- What you are asked to do
How many lines of the material below contain the word "white"? Give only the number.

- Supplied records
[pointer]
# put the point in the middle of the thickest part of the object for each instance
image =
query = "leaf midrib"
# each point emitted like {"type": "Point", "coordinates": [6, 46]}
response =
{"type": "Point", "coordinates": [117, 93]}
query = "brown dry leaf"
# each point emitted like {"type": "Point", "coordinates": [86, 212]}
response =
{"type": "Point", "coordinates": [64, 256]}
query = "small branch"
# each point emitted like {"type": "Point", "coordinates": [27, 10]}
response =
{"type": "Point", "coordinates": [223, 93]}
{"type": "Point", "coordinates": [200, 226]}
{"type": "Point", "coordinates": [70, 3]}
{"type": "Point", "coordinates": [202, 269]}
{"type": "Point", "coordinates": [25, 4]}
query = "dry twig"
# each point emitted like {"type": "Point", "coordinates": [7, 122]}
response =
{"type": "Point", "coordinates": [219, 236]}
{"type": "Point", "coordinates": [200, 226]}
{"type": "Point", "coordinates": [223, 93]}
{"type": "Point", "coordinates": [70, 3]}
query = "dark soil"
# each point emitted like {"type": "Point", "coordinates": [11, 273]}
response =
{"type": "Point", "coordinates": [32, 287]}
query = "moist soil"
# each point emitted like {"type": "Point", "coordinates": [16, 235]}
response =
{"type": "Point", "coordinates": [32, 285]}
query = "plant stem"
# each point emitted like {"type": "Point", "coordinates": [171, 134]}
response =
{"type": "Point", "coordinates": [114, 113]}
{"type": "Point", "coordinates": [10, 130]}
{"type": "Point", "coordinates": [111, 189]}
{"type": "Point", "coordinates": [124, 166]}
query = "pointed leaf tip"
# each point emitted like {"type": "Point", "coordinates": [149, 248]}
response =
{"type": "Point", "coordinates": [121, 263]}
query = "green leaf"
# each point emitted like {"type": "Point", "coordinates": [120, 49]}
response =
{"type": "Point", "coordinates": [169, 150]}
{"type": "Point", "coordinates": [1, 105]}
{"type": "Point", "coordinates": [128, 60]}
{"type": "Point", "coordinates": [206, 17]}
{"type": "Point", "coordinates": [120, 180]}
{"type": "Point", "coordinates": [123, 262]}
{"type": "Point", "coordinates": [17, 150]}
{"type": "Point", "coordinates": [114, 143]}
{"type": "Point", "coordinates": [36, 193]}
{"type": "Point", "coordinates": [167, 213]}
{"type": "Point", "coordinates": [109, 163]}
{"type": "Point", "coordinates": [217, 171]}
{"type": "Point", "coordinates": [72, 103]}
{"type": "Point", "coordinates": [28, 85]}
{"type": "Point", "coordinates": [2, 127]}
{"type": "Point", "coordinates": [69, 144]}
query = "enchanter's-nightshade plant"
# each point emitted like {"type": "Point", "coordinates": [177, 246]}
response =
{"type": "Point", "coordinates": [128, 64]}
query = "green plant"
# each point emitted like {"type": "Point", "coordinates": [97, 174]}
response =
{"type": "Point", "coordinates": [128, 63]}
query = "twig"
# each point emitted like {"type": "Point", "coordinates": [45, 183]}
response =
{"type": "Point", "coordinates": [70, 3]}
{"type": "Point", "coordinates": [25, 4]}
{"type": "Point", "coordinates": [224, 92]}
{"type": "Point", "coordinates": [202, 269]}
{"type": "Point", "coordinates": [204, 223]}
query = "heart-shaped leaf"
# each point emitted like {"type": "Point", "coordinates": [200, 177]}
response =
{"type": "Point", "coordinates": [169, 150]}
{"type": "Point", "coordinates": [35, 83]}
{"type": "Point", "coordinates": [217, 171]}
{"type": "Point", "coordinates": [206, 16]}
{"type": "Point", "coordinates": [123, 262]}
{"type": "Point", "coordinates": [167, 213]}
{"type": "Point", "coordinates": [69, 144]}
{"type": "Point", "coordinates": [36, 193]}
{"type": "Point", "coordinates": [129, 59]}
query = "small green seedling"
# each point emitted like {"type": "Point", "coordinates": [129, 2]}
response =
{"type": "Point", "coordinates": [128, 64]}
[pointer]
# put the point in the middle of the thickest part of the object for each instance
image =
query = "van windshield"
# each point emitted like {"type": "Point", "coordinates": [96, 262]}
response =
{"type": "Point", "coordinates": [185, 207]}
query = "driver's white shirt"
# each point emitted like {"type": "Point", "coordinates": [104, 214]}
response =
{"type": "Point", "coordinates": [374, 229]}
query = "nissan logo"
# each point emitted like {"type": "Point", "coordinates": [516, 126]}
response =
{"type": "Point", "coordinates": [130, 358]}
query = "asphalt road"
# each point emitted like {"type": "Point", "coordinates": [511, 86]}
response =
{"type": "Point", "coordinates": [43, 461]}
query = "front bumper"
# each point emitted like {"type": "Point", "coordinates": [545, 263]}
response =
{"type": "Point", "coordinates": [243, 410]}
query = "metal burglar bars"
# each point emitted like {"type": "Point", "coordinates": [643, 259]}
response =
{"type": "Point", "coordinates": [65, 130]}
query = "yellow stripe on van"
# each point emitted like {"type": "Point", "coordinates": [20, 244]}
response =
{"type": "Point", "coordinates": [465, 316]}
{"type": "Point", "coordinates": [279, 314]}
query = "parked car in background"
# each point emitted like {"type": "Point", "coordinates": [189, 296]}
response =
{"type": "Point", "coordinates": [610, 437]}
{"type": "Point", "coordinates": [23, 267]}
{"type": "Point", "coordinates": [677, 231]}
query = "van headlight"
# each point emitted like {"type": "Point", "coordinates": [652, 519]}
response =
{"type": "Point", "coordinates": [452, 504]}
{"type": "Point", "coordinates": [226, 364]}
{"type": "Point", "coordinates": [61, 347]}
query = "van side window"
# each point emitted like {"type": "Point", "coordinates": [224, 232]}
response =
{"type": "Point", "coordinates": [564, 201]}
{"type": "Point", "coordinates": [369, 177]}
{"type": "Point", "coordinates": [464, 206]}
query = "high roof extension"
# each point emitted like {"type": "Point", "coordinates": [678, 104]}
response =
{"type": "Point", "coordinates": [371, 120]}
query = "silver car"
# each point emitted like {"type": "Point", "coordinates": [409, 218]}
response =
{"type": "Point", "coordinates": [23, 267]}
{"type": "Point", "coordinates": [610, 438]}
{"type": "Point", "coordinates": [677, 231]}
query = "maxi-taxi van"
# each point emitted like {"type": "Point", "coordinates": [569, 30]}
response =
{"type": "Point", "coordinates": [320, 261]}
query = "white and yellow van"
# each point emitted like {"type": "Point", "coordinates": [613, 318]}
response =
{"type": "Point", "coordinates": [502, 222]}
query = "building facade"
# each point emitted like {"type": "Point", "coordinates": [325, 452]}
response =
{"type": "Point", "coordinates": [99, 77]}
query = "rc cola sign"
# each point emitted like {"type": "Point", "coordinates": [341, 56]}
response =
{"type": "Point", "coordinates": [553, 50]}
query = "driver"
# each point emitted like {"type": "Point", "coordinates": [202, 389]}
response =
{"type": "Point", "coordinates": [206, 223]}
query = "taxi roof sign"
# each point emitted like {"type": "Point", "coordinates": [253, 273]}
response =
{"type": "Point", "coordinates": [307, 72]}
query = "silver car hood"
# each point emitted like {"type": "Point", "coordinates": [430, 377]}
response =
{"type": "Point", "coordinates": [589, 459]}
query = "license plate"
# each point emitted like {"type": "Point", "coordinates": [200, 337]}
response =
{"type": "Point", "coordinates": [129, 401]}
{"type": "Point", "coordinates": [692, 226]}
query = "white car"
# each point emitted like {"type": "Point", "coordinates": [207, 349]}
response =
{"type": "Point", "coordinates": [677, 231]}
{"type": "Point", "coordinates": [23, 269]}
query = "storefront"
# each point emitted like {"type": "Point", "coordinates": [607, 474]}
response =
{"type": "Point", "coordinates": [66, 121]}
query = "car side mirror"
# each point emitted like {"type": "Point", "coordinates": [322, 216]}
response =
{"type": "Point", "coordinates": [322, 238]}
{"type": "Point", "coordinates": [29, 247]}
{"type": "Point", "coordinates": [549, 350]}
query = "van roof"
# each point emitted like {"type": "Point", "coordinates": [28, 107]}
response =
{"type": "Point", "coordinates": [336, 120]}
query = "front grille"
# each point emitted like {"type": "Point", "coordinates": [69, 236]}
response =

- Response to the task
3